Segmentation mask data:
----

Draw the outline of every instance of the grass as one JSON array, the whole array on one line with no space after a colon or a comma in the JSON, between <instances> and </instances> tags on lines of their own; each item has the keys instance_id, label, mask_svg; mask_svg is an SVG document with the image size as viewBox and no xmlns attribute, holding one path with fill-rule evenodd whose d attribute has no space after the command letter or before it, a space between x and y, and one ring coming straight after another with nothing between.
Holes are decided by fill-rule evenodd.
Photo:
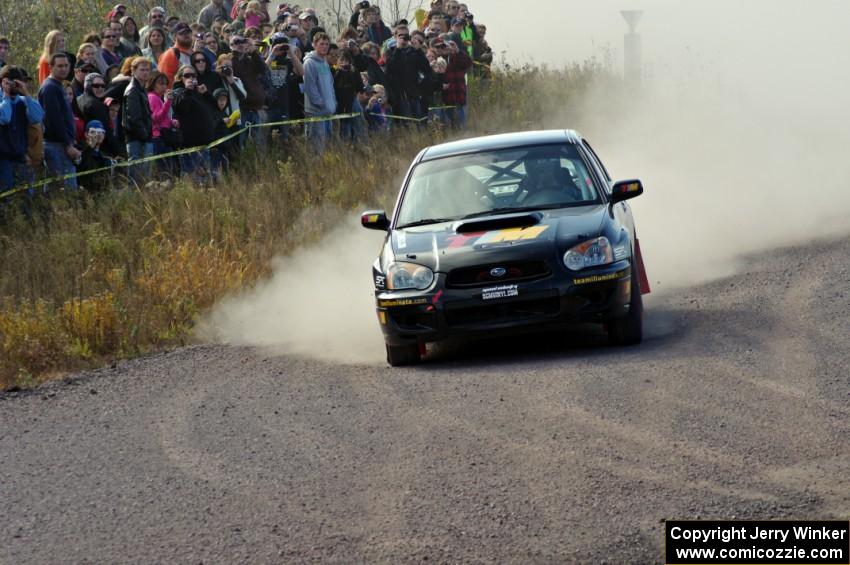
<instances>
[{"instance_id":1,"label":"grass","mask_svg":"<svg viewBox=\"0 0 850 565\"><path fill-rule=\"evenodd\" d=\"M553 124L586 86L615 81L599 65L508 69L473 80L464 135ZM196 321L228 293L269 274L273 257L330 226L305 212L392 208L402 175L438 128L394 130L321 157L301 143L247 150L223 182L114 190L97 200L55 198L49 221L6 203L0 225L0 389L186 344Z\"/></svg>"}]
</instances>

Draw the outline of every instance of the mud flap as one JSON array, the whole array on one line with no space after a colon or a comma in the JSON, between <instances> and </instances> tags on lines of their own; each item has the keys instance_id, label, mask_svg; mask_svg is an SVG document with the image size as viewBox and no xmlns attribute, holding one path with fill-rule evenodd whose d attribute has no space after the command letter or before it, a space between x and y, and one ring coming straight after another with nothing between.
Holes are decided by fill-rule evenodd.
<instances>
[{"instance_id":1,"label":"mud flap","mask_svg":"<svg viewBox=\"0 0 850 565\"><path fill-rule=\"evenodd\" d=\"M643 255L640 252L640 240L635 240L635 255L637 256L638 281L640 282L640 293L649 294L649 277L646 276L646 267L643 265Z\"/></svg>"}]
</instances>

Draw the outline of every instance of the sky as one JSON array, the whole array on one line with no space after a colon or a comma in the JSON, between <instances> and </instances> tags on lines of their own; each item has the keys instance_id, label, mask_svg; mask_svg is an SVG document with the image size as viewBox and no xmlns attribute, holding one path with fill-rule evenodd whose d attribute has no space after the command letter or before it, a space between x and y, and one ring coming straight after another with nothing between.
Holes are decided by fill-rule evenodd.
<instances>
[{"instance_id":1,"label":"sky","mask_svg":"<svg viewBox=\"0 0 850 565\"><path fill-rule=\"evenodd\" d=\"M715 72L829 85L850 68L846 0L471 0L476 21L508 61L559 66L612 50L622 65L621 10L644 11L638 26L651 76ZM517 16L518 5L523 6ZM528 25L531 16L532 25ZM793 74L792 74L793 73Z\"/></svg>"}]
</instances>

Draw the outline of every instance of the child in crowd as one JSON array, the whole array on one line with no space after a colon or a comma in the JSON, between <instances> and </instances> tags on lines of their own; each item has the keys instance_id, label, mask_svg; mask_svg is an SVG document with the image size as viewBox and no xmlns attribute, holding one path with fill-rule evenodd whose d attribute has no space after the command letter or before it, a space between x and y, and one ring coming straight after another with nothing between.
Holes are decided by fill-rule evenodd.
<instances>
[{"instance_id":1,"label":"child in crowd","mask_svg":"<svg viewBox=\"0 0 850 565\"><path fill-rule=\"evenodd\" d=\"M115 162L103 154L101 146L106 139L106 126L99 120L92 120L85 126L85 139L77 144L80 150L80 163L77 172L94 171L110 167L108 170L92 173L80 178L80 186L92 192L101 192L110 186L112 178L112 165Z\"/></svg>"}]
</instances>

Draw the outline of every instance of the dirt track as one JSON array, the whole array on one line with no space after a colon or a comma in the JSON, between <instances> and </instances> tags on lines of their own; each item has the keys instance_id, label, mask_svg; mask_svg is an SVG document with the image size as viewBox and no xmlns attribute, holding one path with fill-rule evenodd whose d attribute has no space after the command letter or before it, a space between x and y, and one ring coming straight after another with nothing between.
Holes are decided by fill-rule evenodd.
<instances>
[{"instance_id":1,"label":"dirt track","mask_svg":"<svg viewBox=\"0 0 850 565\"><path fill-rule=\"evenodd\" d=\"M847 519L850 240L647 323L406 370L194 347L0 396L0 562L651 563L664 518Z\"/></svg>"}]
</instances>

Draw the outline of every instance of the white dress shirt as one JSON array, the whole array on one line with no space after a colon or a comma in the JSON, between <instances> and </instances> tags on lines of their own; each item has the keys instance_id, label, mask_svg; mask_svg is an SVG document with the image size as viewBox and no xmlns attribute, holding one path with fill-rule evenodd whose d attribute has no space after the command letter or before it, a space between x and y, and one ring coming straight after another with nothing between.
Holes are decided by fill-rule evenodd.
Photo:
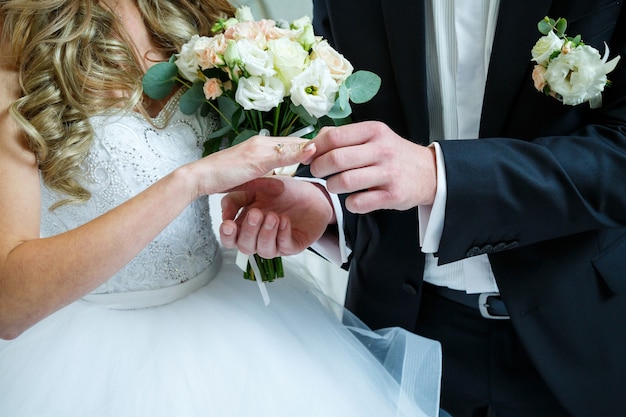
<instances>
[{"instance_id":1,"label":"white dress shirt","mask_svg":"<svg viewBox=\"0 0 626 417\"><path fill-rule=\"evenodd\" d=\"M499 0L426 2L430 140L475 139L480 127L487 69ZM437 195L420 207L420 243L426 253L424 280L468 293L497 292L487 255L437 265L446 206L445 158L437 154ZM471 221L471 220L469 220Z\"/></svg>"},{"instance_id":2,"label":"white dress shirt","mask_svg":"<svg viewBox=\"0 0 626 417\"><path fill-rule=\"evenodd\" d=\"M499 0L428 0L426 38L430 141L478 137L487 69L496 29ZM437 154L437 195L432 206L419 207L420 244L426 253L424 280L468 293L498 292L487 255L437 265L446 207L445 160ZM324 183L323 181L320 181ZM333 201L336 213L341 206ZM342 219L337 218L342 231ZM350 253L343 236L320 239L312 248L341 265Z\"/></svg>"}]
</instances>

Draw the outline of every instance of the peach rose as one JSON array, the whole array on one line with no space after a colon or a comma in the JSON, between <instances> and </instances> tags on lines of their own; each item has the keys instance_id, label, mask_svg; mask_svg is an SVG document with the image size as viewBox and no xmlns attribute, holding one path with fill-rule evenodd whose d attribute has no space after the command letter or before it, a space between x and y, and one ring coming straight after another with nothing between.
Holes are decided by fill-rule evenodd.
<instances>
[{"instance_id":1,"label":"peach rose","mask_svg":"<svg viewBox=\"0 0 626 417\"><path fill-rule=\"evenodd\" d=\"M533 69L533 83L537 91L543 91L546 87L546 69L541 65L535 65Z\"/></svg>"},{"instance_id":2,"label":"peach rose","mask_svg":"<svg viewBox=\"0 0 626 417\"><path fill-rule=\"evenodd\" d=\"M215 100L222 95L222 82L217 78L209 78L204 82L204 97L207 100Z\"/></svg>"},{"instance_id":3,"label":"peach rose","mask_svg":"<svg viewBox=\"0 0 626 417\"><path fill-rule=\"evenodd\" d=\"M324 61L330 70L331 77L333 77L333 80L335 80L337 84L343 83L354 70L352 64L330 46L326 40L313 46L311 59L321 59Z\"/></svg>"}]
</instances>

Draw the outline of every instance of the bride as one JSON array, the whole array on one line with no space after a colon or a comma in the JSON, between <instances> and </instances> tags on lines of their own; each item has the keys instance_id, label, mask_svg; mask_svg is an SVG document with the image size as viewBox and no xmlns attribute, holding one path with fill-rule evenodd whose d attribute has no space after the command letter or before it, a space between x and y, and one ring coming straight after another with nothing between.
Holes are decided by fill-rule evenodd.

----

## WHAT YOU HAVE TO DO
Word for word, print all of the data; skip the pictures.

## FINAL ANSWER
Draw the outline of every instance of the grass as one JSON array, the whole array on one line with no space after a colon or a comma in the JSON, between <instances> and </instances> tags on lines of their own; each item has the keys instance_id, label, mask_svg; mask_svg is an SVG document with the image size as viewBox and no xmlns attribute, holding one path with fill-rule evenodd whose d attribute has no space after the command letter or before it, a space between x and y, and one ring coming straight after another with nothing between.
Holes are decided by fill-rule evenodd.
Photo:
<instances>
[{"instance_id":1,"label":"grass","mask_svg":"<svg viewBox=\"0 0 850 565\"><path fill-rule=\"evenodd\" d=\"M553 124L586 86L615 81L599 65L508 69L473 80L464 135ZM196 321L228 293L269 274L273 257L330 226L305 212L392 208L402 175L438 128L394 130L321 157L301 143L247 150L223 182L114 190L97 200L55 198L49 221L6 203L0 225L0 389L186 344Z\"/></svg>"}]
</instances>

Draw the outline of every instance of the mud flap as one JSON array, the whole array on one line with no space after a colon or a comma in the JSON, between <instances> and </instances> tags on lines of their own; each item has the keys instance_id, label, mask_svg; mask_svg is an SVG document with the image size as viewBox and no xmlns attribute, holding one path with fill-rule evenodd whose d attribute has no space after the command letter or before it, a space between x and y, and one ring coming straight after another with nothing between.
Holes are decided by fill-rule evenodd.
<instances>
[{"instance_id":1,"label":"mud flap","mask_svg":"<svg viewBox=\"0 0 850 565\"><path fill-rule=\"evenodd\" d=\"M643 255L640 252L640 240L635 240L635 255L637 256L638 281L640 282L640 293L649 294L649 277L646 276L646 267L643 265Z\"/></svg>"}]
</instances>

Draw the outline of every instance of the sky as one JSON array, the whole array on one line with no space after a colon or a comma in the JSON, between <instances> and </instances> tags on lines of their own; each item has the keys instance_id, label, mask_svg; mask_svg is an SVG document with the image size as viewBox and no xmlns attribute, holding one path with fill-rule evenodd whose d attribute has no space after the command letter or before it, a space between x and y, and one ring coming straight after another with nothing between.
Holes are decided by fill-rule evenodd.
<instances>
[{"instance_id":1,"label":"sky","mask_svg":"<svg viewBox=\"0 0 850 565\"><path fill-rule=\"evenodd\" d=\"M715 72L829 85L850 68L846 0L471 0L476 21L508 61L559 66L612 50L622 65L621 10L644 11L638 26L651 76ZM517 16L518 5L523 6ZM528 25L531 16L532 25ZM793 74L792 74L793 73Z\"/></svg>"}]
</instances>

Draw the outline of every instance of the child in crowd as one JSON array, the whole array on one line with no space after a colon or a comma in the JSON, between <instances> and </instances> tags on lines of their own; each item has the keys instance_id, label, mask_svg; mask_svg is an SVG document with the image size as viewBox and no xmlns attribute, holding one path with fill-rule evenodd whose d attribute has no space after the command letter or before it, a space between x and y, and one ring coming straight after another with nothing between.
Holes are decided by fill-rule evenodd.
<instances>
[{"instance_id":1,"label":"child in crowd","mask_svg":"<svg viewBox=\"0 0 850 565\"><path fill-rule=\"evenodd\" d=\"M115 162L103 154L101 146L106 139L106 126L99 120L92 120L85 126L85 139L77 144L80 150L80 163L77 172L94 171L110 167L108 170L92 173L80 178L80 186L92 192L101 192L110 186L112 178L112 165Z\"/></svg>"}]
</instances>

Draw the outline of every instance of the dirt track as one JSON array, the whole array on one line with no space after a colon or a comma in the JSON, between <instances> and </instances> tags on lines of their own; each item has the keys instance_id, label, mask_svg; mask_svg is an SVG document with the image size as viewBox and no xmlns attribute, holding one path with fill-rule evenodd whose d attribute has no space after the command letter or before it, a space between x and y, and one ring coming straight after another with nothing between.
Holes are decided by fill-rule evenodd.
<instances>
[{"instance_id":1,"label":"dirt track","mask_svg":"<svg viewBox=\"0 0 850 565\"><path fill-rule=\"evenodd\" d=\"M847 519L850 240L647 323L406 370L194 347L0 396L0 562L651 563L664 518Z\"/></svg>"}]
</instances>

Draw the outline of every instance of the white dress shirt as one JSON array, the whole array on one line with no space after a colon or a comma in the JSON, between <instances> and </instances> tags on lines of their own; each item has the keys instance_id, label, mask_svg; mask_svg is an SVG document with the image size as viewBox and no xmlns attribute, holding one path with fill-rule evenodd whose d attribute has no space after the command letter or before it, a space between x and y, and one ring coming straight after another with nothing between.
Holes are decided by fill-rule evenodd.
Photo:
<instances>
[{"instance_id":1,"label":"white dress shirt","mask_svg":"<svg viewBox=\"0 0 626 417\"><path fill-rule=\"evenodd\" d=\"M499 0L426 2L430 140L475 139L480 127L487 69ZM437 195L420 207L420 243L426 253L424 280L468 293L497 292L487 255L437 265L446 206L445 158L437 154ZM471 221L471 220L469 220Z\"/></svg>"},{"instance_id":2,"label":"white dress shirt","mask_svg":"<svg viewBox=\"0 0 626 417\"><path fill-rule=\"evenodd\" d=\"M499 0L428 0L426 38L430 141L478 137L487 69L496 29ZM437 154L437 195L432 206L419 207L420 244L426 253L424 280L468 293L498 292L487 255L437 265L446 207L445 160ZM324 183L323 181L320 181ZM333 201L336 213L341 206ZM342 219L337 218L342 231ZM350 253L343 236L320 239L312 248L341 265Z\"/></svg>"}]
</instances>

Draw the outline of every instance of the peach rose as one JSON array, the whole array on one line with no space after a colon or a comma in the JSON, between <instances> and </instances> tags on lines of their own; each item has the keys instance_id, label, mask_svg; mask_svg is an SVG document with the image size as viewBox and no xmlns attribute, holding one path with fill-rule evenodd whose d attribute has no space after the command letter or before it, a space between x and y, and one ring coming straight after another with nothing between.
Holes are decided by fill-rule evenodd.
<instances>
[{"instance_id":1,"label":"peach rose","mask_svg":"<svg viewBox=\"0 0 626 417\"><path fill-rule=\"evenodd\" d=\"M533 69L533 83L537 91L543 91L546 87L546 69L541 65L535 65Z\"/></svg>"},{"instance_id":2,"label":"peach rose","mask_svg":"<svg viewBox=\"0 0 626 417\"><path fill-rule=\"evenodd\" d=\"M215 100L222 95L222 82L217 78L209 78L204 82L204 97L207 100Z\"/></svg>"},{"instance_id":3,"label":"peach rose","mask_svg":"<svg viewBox=\"0 0 626 417\"><path fill-rule=\"evenodd\" d=\"M324 61L330 70L331 77L333 77L333 80L335 80L337 84L343 83L354 70L352 64L330 46L326 40L313 46L311 59L321 59Z\"/></svg>"}]
</instances>

Draw the outline of every instance of the bride as one JSON array, the whole array on one line with no space after a colon or a comma in the JSON, between <instances> and </instances> tags on lines of their own; each item has the keys instance_id, label, mask_svg; mask_svg is an SVG document with the image size as viewBox and no xmlns attribute, holding one path with fill-rule evenodd whose d attribute has no space after the command letter or before it, a space between x and y, and one ring coming straight after another with nothing between.
Holes are decided by fill-rule evenodd.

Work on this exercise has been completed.